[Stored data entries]
◇ ◇ ◇ ◇ ◇

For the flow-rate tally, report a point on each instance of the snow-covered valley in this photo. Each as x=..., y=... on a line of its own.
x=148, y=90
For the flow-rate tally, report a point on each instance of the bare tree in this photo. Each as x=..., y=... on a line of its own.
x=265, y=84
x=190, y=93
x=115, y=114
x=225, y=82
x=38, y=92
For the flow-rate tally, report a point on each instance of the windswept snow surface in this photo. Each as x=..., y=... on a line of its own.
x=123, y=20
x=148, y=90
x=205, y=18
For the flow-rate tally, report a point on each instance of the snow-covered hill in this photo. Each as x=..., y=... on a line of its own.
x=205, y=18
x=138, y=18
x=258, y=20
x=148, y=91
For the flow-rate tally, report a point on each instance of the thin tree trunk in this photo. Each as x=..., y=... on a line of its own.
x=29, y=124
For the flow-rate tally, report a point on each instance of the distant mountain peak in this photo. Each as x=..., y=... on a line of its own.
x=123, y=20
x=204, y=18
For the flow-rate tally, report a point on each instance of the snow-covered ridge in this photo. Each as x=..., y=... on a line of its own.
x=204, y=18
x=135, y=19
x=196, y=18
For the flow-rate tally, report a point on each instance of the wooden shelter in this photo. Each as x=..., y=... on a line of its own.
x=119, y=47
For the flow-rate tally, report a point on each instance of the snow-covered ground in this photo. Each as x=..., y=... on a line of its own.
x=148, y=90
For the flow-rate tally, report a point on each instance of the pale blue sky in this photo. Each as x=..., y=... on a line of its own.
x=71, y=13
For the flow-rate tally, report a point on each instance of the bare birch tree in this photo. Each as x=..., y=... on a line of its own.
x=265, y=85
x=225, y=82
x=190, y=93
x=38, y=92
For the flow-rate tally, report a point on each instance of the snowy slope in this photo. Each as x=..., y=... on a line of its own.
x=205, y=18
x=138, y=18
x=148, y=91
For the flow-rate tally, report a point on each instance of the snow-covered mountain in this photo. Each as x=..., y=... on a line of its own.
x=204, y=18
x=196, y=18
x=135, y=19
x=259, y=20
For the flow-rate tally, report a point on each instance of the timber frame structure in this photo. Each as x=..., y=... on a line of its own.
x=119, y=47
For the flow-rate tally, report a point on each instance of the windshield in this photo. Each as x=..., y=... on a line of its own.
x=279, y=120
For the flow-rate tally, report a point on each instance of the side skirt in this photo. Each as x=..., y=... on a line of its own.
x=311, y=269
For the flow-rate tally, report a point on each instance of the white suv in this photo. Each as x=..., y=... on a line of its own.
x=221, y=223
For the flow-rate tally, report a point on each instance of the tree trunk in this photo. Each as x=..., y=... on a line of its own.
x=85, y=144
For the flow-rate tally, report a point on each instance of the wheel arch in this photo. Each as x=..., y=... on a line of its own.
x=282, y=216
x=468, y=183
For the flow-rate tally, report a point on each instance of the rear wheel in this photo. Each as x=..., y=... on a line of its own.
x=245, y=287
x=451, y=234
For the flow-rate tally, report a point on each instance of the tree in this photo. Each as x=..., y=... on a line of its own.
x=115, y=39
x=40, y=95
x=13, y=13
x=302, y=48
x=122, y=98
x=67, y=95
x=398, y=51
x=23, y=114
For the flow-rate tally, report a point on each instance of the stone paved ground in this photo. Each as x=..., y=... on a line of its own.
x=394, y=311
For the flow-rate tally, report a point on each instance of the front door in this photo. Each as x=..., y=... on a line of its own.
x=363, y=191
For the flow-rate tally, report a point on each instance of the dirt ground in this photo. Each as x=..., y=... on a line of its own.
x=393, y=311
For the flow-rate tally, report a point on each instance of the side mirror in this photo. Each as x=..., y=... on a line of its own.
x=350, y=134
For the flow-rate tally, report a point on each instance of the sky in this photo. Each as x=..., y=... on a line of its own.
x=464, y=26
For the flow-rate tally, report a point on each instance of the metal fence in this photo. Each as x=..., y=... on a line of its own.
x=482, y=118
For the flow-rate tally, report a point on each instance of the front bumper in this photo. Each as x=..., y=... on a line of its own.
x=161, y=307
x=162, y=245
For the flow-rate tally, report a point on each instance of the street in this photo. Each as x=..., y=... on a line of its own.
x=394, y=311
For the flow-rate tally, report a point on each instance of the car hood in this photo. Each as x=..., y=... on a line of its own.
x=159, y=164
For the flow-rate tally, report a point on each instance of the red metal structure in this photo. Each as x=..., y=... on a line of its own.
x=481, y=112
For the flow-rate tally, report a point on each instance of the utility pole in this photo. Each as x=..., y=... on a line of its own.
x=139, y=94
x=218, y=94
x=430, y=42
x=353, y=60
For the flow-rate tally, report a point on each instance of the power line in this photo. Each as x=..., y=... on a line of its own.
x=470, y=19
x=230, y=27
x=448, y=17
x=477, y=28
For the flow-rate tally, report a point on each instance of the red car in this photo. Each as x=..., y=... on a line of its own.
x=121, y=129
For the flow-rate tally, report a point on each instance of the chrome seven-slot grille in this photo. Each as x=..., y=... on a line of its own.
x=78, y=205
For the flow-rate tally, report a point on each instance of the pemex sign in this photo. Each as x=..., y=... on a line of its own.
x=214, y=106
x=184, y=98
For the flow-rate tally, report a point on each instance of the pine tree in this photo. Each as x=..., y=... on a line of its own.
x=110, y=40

◇ ◇ ◇ ◇ ◇

### WHAT YOU SHOULD DO
Every piece of the data must be set down exactly. Omit nothing.

### SOLUTION FOR THIS EXERCISE
For the flow-rate tally, report a point on each instance of the snow-covered valley in this photo. Each as x=..., y=... on a line of its own.
x=148, y=90
For the flow-rate tally, report a point on each instance of the bare tree in this photo. Each as x=..., y=... on a line of its own.
x=265, y=84
x=190, y=93
x=115, y=114
x=225, y=82
x=38, y=92
For the flow-rate tally, report a point on each instance of the windswept snow surface in this photo. Each as x=..., y=... on a line of its own.
x=123, y=20
x=148, y=90
x=205, y=18
For the flow-rate tally, report a point on each instance of the snow-covered hill in this photo. Each as x=..., y=... on a line of its own.
x=205, y=18
x=138, y=18
x=258, y=20
x=148, y=91
For the flow-rate tally, report a point on each instance of the thin tree trunk in this photo. Each as x=..., y=... on a line of its own.
x=29, y=124
For the flow-rate tally, report a point on each instance of the distant mountain peak in this photo. Each as x=..., y=... on a line of its own.
x=123, y=20
x=204, y=18
For the flow-rate tally, report a point on each instance of the snow-covered ridge in this photo. Each as x=..., y=... on a line of its own.
x=204, y=18
x=135, y=19
x=196, y=18
For the flow-rate tally, report a point on each instance of the wooden shelter in this photo. Each as x=..., y=... on a line of its own.
x=119, y=47
For the flow-rate tally, report a point on each instance of the snow-covered ground in this photo. Each as x=..., y=... on a line of its own.
x=148, y=90
For the flow-rate tally, report a point on each instance of the pale blue sky in this photo. Each as x=..., y=... on a line of its own.
x=71, y=13
For the flow-rate tally, report a point on each instance of the bare birch tree in this photo. Each as x=..., y=... on a line of its own.
x=265, y=85
x=225, y=82
x=190, y=93
x=38, y=92
For the flow-rate tally, report a point on each instance of the snowy slope in this photo. Each as x=..., y=... on a line of its own.
x=205, y=18
x=138, y=18
x=148, y=91
For the flow-rate tally, report a point on each instance of the snow-covered mountain in this photo. Each as x=..., y=... on a line of its own.
x=204, y=18
x=196, y=18
x=135, y=19
x=259, y=20
For the flow-rate tally, report a point on each instance of the timber frame structure in this photo. Each as x=..., y=... on a line of its own.
x=119, y=47
For the flow-rate tally, report a point on each instance of the windshield in this photo. Each as x=..., y=... on a line of its own.
x=279, y=120
For the flow-rate tally, report a point on each instance of the side skirt in this photo. Each as x=..., y=... on a line of its own.
x=311, y=269
For the flow-rate tally, report a point on each instance of the white suv in this photo. Each as x=..., y=... on a line of its own.
x=221, y=223
For the flow-rate tally, report a point on each instance of the tree trunk in this photo. Each as x=..., y=... on a line of its own.
x=85, y=144
For the flow-rate tally, report a point on each instance of the wheel arch in this photo. Each as x=..., y=... on a line of its own.
x=282, y=216
x=468, y=183
For the flow-rate tally, report a point on each instance of the rear wheel in this photo. Each as x=..., y=... on a line of its own.
x=245, y=287
x=451, y=234
For the flow-rate tally, report a point on each instance of the tree in this photo. Each as x=..., y=... on a line of its own.
x=115, y=39
x=40, y=95
x=13, y=13
x=302, y=48
x=122, y=98
x=67, y=95
x=398, y=51
x=23, y=114
For the flow-rate tally, report a point on each instance of the stone paved ground in this photo. Each as x=..., y=... on a line of its own.
x=394, y=311
For the flow-rate tally, report a point on each instance of the front door in this photo. Each as x=..., y=... on a line of its own.
x=363, y=191
For the flow-rate tally, report a point on each instance of the dirt ground in this photo. Each as x=..., y=... on a line of its own.
x=393, y=311
For the flow-rate tally, report a point on each instance of the side mirror in this photo. Each as x=..., y=... on a line of its own.
x=350, y=134
For the flow-rate tally, report a point on each instance of the sky in this photo. Each as x=..., y=... on a line of its own.
x=464, y=26
For the flow-rate tally, report a point on each instance of the metal fence in this photo. Each as x=..., y=... on a line of its own.
x=482, y=118
For the flow-rate tally, report a point on each instance of the front bumper in this photo. Each as x=..., y=... on a line of its own.
x=161, y=307
x=162, y=245
For the flow-rate tally, report a point on each instance of the street in this photo. Each as x=..., y=... on a line of its own.
x=394, y=311
For the flow-rate tally, report a point on each instance of the car hood in this photo. Each as x=..., y=... on a line of its own.
x=159, y=164
For the flow-rate tally, report a point on each instance of the red metal structure in this photo. Each as x=..., y=... on a line of its own.
x=481, y=112
For the flow-rate tally, report a point on each instance of the utility pole in this photo. Each as x=..., y=... on a line of its own.
x=139, y=94
x=218, y=94
x=430, y=42
x=353, y=60
For the flow-rate tally, report a point on each instance of the power line in this photo. Each as x=..., y=... on a line of its own.
x=470, y=19
x=230, y=27
x=448, y=17
x=477, y=28
For the flow-rate tally, report a point on each instance of the red car in this photo. Each as x=..., y=... on a line of its own.
x=121, y=129
For the flow-rate tally, report a point on each instance of the chrome seven-slot grille in this photo. Each as x=..., y=... on a line of its own.
x=78, y=205
For the flow-rate tally, report a point on each instance of the pemex sign in this photo. Each as x=..., y=... on a line of its own.
x=214, y=106
x=184, y=98
For the flow-rate tally, report a point on each instance of the pine tree in this photo. Each as x=..., y=... on a line of its own.
x=110, y=40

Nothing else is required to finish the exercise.